:: AIM OF THE EXERCISE ::
Locate the line that contains "of the shoreline" in the entries below. Retype it and all following lines through the final one, character for character.

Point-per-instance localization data
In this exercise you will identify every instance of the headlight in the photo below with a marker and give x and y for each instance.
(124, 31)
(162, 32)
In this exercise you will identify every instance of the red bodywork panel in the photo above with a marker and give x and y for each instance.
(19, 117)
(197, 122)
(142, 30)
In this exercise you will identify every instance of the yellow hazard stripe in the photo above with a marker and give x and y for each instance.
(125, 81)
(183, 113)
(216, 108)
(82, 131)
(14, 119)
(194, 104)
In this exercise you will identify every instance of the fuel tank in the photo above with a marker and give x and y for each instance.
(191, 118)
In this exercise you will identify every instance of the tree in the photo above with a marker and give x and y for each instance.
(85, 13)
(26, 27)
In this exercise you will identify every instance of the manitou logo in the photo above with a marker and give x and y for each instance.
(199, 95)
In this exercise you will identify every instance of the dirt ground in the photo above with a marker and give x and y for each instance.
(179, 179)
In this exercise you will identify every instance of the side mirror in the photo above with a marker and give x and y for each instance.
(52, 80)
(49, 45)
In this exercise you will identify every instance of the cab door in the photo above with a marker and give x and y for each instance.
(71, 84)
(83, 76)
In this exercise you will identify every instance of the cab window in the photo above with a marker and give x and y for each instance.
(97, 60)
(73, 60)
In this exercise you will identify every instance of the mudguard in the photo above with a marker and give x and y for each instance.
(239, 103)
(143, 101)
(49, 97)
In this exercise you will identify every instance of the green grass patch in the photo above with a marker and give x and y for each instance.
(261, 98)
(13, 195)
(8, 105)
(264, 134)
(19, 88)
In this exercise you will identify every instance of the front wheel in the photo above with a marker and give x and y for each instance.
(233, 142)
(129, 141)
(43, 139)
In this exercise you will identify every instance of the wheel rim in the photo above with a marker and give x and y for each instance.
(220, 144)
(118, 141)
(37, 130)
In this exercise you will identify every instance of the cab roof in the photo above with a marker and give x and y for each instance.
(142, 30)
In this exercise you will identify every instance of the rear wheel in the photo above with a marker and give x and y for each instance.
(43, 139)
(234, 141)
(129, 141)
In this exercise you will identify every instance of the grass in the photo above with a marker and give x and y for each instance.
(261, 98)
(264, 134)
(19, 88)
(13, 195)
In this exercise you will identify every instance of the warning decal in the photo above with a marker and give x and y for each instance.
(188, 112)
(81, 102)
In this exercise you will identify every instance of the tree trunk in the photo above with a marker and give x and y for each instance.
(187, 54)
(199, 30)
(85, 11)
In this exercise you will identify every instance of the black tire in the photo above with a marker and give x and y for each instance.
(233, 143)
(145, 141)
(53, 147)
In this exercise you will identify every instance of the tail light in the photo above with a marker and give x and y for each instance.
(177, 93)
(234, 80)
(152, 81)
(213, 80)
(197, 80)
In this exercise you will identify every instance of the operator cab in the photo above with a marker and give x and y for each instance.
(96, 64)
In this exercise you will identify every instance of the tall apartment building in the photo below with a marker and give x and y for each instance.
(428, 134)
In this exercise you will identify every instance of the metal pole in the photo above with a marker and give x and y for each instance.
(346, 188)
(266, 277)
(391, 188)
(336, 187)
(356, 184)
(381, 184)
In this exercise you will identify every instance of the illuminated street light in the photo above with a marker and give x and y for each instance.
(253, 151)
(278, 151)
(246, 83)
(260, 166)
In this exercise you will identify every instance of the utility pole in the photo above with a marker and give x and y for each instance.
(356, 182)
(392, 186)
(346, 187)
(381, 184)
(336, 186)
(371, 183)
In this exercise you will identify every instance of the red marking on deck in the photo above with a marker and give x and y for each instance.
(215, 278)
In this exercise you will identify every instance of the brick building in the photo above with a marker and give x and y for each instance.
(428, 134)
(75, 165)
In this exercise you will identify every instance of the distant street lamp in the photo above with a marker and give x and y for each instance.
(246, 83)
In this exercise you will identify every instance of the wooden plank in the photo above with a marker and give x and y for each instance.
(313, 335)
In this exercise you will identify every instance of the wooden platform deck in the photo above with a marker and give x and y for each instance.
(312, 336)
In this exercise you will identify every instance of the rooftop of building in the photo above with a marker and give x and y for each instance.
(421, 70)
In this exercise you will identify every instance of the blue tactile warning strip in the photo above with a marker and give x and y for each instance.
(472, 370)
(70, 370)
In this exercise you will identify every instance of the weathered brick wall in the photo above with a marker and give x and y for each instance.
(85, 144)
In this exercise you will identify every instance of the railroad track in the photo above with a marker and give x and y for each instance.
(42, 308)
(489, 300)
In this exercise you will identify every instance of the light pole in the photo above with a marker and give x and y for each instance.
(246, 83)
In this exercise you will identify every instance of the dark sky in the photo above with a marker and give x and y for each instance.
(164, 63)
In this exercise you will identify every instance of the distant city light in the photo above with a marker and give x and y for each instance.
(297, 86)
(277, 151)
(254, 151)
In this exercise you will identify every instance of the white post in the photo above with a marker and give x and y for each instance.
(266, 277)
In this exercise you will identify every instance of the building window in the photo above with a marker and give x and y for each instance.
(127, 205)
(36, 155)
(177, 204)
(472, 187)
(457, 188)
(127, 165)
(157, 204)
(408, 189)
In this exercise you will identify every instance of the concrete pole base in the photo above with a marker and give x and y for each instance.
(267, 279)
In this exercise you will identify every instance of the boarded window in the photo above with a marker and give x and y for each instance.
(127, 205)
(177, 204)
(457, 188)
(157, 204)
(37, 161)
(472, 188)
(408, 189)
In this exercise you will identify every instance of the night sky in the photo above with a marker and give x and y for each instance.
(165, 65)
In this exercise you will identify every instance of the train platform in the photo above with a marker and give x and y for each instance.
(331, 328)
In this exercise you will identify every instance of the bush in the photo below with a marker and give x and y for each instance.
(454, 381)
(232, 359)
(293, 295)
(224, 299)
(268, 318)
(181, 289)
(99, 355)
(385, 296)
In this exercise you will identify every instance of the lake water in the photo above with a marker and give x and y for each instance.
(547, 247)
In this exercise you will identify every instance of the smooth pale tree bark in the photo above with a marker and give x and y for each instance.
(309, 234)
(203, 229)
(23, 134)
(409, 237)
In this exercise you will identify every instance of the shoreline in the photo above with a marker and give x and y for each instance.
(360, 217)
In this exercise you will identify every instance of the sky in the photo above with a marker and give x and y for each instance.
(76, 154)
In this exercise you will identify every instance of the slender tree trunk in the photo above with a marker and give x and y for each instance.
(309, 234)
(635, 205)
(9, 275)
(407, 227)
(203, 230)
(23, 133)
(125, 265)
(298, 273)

:: OUTPUT FOR THIS TASK ::
In this exercise you will identify every instance of the shoreline in the photo above with a marker and give x and y for each instance.
(360, 217)
In this exercise you will identify every instance of the sky in the photo above with a marker and give x and y for each instance.
(76, 154)
In this exercise you will identify every instance of the slender tree trunk in the photo above with a marker and give x and y for each instance.
(309, 234)
(635, 205)
(9, 275)
(407, 227)
(203, 230)
(23, 133)
(125, 265)
(298, 273)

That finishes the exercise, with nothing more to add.